[Collected data]
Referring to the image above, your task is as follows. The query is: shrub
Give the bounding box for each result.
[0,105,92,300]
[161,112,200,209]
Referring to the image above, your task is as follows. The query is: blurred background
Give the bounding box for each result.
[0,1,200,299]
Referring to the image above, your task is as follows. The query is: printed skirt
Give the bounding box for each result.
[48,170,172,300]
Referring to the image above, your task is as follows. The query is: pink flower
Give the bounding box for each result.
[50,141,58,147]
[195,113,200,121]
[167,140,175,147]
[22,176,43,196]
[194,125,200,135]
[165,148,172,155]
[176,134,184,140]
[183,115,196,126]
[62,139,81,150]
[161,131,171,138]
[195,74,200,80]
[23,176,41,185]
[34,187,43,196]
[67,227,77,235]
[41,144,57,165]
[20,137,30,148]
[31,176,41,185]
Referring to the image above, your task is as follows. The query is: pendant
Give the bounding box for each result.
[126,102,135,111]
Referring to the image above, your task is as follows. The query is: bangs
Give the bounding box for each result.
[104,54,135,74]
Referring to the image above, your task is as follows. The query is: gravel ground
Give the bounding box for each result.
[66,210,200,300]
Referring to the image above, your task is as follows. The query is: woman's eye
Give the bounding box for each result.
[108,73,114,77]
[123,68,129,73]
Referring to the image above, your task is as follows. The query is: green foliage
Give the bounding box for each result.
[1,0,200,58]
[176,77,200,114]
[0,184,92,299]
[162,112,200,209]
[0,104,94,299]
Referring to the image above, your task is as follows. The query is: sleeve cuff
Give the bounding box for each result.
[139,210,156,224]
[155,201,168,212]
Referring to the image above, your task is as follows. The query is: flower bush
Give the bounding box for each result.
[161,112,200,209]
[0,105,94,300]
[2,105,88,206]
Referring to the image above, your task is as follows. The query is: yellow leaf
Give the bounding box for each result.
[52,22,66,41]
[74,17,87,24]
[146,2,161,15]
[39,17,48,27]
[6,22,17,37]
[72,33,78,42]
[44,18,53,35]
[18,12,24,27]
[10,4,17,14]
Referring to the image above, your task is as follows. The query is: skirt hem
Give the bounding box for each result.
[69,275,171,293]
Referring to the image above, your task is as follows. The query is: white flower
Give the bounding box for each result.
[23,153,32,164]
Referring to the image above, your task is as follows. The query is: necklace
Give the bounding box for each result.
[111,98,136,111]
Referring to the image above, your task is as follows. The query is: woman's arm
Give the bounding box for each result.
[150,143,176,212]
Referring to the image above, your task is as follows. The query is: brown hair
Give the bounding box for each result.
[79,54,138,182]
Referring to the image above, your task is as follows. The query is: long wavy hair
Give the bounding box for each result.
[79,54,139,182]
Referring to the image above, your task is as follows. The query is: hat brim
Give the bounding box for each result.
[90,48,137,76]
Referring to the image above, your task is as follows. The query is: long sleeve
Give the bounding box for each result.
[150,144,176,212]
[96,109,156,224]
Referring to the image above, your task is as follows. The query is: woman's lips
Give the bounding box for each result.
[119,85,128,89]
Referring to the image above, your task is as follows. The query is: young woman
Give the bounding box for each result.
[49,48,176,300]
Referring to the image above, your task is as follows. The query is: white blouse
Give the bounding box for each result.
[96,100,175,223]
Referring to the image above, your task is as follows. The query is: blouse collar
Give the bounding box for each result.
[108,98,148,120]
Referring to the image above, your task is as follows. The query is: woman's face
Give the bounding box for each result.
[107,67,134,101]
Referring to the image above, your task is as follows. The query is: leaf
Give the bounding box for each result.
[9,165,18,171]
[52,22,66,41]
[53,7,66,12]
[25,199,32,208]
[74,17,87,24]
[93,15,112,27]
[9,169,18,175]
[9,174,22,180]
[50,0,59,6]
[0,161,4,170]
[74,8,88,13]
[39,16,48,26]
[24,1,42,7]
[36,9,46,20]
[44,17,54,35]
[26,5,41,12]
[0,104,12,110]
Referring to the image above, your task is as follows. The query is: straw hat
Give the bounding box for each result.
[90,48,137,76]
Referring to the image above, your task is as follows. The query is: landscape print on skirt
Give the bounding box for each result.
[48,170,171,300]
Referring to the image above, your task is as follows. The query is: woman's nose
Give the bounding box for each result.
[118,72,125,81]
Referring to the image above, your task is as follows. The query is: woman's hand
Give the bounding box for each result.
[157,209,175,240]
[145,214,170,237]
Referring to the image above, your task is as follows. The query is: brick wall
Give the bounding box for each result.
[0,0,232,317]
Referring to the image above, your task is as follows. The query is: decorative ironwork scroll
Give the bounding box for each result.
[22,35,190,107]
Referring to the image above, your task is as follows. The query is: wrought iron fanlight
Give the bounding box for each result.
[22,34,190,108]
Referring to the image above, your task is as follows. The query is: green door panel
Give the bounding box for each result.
---
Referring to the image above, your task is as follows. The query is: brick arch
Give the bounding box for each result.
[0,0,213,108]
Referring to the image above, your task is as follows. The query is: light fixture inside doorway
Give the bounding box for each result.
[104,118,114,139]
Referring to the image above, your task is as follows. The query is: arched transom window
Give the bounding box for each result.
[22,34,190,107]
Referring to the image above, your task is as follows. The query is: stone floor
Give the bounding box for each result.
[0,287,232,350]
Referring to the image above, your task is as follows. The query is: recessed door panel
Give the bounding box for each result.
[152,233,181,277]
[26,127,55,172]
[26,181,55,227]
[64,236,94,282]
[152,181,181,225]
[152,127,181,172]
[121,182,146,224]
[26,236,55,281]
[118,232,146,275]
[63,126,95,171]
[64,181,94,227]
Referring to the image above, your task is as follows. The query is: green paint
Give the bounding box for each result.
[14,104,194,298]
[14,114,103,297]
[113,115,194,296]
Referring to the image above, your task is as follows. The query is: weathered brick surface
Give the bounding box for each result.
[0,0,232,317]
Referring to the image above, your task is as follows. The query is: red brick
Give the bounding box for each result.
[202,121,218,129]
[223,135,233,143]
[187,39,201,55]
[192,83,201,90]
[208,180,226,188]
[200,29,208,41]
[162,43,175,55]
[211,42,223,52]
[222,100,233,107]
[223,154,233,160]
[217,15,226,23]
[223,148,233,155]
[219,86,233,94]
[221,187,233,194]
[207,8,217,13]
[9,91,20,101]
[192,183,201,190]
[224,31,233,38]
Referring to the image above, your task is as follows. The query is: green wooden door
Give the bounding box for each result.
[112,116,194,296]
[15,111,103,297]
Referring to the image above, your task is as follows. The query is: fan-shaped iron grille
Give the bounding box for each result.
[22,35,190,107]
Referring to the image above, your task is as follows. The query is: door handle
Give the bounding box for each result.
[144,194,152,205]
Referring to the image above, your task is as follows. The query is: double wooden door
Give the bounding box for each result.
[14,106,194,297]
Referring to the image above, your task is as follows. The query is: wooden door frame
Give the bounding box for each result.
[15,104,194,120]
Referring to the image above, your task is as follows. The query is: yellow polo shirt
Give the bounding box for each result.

_Work to complete_. If a line in the records above holds the string "hair", copy it out.

_Problem solution_.
Referring to the image above, your task is as follows. The query is: brown hair
Referring to the image above, your task is as follows. The query is: long wavy hair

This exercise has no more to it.